Given task —
Please repeat all of the listing exactly.
___ Records provided
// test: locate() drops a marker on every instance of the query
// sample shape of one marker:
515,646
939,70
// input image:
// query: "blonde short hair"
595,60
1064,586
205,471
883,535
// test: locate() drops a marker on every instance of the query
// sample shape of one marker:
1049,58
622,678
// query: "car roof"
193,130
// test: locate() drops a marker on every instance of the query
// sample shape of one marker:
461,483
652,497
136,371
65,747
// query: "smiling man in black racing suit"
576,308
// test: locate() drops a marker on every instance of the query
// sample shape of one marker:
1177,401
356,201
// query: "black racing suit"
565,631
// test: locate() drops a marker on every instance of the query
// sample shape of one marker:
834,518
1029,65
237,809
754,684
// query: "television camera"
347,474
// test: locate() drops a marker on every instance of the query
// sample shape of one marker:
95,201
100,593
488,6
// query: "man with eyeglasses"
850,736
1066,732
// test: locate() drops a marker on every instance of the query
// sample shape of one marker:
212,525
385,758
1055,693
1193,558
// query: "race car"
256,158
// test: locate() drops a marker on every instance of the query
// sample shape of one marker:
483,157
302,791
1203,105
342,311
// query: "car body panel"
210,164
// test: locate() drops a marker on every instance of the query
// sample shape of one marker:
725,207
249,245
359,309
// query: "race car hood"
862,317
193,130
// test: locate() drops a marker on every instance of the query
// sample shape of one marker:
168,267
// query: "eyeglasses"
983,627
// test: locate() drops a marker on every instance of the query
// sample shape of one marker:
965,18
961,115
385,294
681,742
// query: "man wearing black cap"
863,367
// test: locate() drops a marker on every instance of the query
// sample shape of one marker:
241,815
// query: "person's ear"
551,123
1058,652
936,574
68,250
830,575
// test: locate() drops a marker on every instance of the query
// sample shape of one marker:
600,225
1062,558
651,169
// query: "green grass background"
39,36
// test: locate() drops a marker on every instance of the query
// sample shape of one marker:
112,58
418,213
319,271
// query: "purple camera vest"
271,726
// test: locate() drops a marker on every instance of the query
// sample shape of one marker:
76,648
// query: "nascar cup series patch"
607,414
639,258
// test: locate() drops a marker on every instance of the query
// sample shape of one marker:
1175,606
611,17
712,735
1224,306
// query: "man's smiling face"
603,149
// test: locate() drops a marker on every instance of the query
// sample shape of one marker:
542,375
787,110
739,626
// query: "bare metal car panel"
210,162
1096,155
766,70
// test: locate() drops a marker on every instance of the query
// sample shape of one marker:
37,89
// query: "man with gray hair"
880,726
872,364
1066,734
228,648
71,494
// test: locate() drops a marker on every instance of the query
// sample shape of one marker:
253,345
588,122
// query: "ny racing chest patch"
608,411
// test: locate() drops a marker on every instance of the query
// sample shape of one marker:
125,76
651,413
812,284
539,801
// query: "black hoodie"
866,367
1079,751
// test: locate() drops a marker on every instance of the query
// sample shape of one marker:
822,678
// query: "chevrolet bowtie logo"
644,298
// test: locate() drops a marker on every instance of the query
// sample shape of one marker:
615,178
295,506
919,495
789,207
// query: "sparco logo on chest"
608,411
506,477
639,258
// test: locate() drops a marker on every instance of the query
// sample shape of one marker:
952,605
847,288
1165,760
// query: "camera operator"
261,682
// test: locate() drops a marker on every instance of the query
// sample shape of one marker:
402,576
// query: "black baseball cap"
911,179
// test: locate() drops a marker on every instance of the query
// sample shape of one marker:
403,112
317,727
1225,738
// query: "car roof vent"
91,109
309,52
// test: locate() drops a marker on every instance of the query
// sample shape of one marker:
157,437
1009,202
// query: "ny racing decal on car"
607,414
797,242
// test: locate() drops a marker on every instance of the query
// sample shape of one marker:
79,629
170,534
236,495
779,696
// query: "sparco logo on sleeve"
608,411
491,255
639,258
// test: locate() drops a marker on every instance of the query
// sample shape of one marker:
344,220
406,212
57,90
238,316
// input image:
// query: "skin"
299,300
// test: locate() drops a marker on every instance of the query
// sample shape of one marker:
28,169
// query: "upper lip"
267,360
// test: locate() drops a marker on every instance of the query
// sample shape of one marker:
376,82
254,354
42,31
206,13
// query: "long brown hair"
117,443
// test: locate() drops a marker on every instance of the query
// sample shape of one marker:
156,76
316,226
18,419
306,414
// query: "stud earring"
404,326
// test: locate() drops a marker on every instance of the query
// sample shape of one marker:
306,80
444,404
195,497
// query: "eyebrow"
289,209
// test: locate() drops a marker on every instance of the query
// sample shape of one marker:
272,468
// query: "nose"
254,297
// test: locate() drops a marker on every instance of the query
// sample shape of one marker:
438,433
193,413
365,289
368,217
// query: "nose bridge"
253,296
______
Answer to the task —
// test: locate() drops a marker on every instance of the query
// sample shape of one marker:
515,646
939,70
// input image:
// query: "blonde short hair"
595,60
1064,586
205,471
883,535
// test: locate() drops a marker on every instance of the query
// sample shape of one marker:
1049,58
622,678
// query: "car roof"
193,130
// test: locate() drops a marker on every instance of the query
// sample shape of one marker:
461,483
652,497
136,371
65,747
// query: "smiling man in black racing suit"
576,308
// test: locate() drops a marker on every instance of the query
// sample shape of one marker:
1177,401
356,201
// query: "black racing suit"
565,631
// test: locate() drops a marker on every instance of the query
// sample shape of one marker:
834,518
1029,65
237,809
754,684
// query: "television camera"
347,474
// test: locate() drops a marker on every instance of the query
// sample shape of one marker:
95,201
100,593
488,6
// query: "man with eyeglasses"
850,736
1066,732
// test: locate() drops a marker on every instance of the query
// sample shape of one marker:
212,525
385,758
1055,693
1193,558
// query: "race car"
256,158
// test: locate() drops a marker on every instance of the query
// sample shape of one marker:
483,157
302,791
1203,105
342,311
// query: "car body panel"
210,164
// test: locate() drops a marker on every instance of the query
// sample shape of one marker:
725,207
249,245
359,309
// query: "race car hood"
862,317
193,130
// test: locate() drops a marker on every instance of the query
// sample shape of one marker:
168,267
// query: "eyeglasses"
983,627
// test: locate() drops a marker on every instance of the query
// sample shape of one marker:
965,18
961,115
385,294
681,742
// query: "man wearing black cap"
863,367
// test: locate() drops a marker on every instance of the query
// sample shape of one marker:
241,815
// query: "person's ear"
551,123
1058,652
936,574
68,250
830,575
// test: locate() drops a marker on every instance of the query
// sample shape of one marker:
600,225
1062,558
651,169
// query: "green grass background"
39,36
// test: locate() drops a marker on every instance of the query
// sample shape of one marker:
112,58
418,213
319,271
// query: "purple camera vest"
271,726
// test: locate() drops a marker on every instance of the query
// sample shape of one marker:
76,648
// query: "nascar cup series patch"
607,414
639,258
// test: locate() drops a marker on every instance of the query
// sample shape of one marker:
1175,606
611,17
712,735
1224,306
// query: "man's smiling face"
603,149
// test: locate() drops a marker on every instance of the query
// sample shape of one marker:
542,375
787,110
739,626
// query: "bare metal car panel"
210,162
1096,155
766,70
// test: locate() drops a marker on every instance of the query
// sample shape of one marker:
37,89
// query: "man with gray hair"
880,726
872,364
1066,734
228,648
71,494
// test: locate() drops a marker on every instance of the query
// sample shape of one marker:
253,345
588,122
// query: "ny racing chest patch"
608,411
// test: locate() drops a marker on every instance of the query
// sample shape of one marker:
125,76
651,413
812,284
539,801
// query: "black hoodie"
866,367
1079,751
// test: locate() drops a marker on every instance of the query
// sample shape of one marker:
822,678
// query: "chevrolet bowtie logo"
644,298
// test: locate() drops a marker on every instance of the query
// sample shape of one marker:
615,178
295,506
919,495
789,207
// query: "sparco logo on chest"
608,411
506,477
639,258
// test: locate() drops a marker on every instance of the query
// sample shape of one marker:
952,605
847,288
1165,760
// query: "camera operator"
261,682
// test: locate() drops a marker on every instance of the query
// sample shape of one marker:
402,576
// query: "black baseball cap"
911,179
// test: locate() drops a marker on every instance of the query
// sample shape of one marker:
403,112
317,727
1225,738
// query: "car roof vent"
91,109
309,52
// test: locate() drops a marker on every instance of the query
// sample shape of one marker:
157,437
1009,202
// query: "ny racing decal on car"
607,414
797,242
// test: locate() drops a marker on every instance of the query
// sample shape of one marker:
79,629
170,534
236,495
779,696
// query: "sparco logo on sleeve"
608,411
491,255
639,258
// test: locate() drops a marker on every instance of the query
// sample shape of one marker:
344,220
406,212
57,90
238,316
// input image:
// query: "skin"
299,300
// test: locate() drops a marker on every instance of the query
// sample shape of one marker:
28,169
// query: "upper lip"
267,360
// test: locate() drops a marker on every instance of the query
// sample shape of one marker:
376,82
254,354
42,31
206,13
// query: "long brown hair"
117,443
// test: locate() drops a marker on every instance of the query
// sample shape of one marker:
156,76
316,226
18,419
306,414
// query: "stud earring"
404,326
// test: locate() drops a marker on every instance of the query
// sample shape of one marker:
306,80
444,404
195,497
// query: "eyebrow"
289,209
// test: locate() drops a marker on every instance of the query
// sample shape of one marker:
272,468
// query: "nose"
254,297
// test: locate() drops a marker on every instance of the query
// sample shape of one marker:
438,433
193,413
365,289
368,217
// query: "nose bridge"
253,296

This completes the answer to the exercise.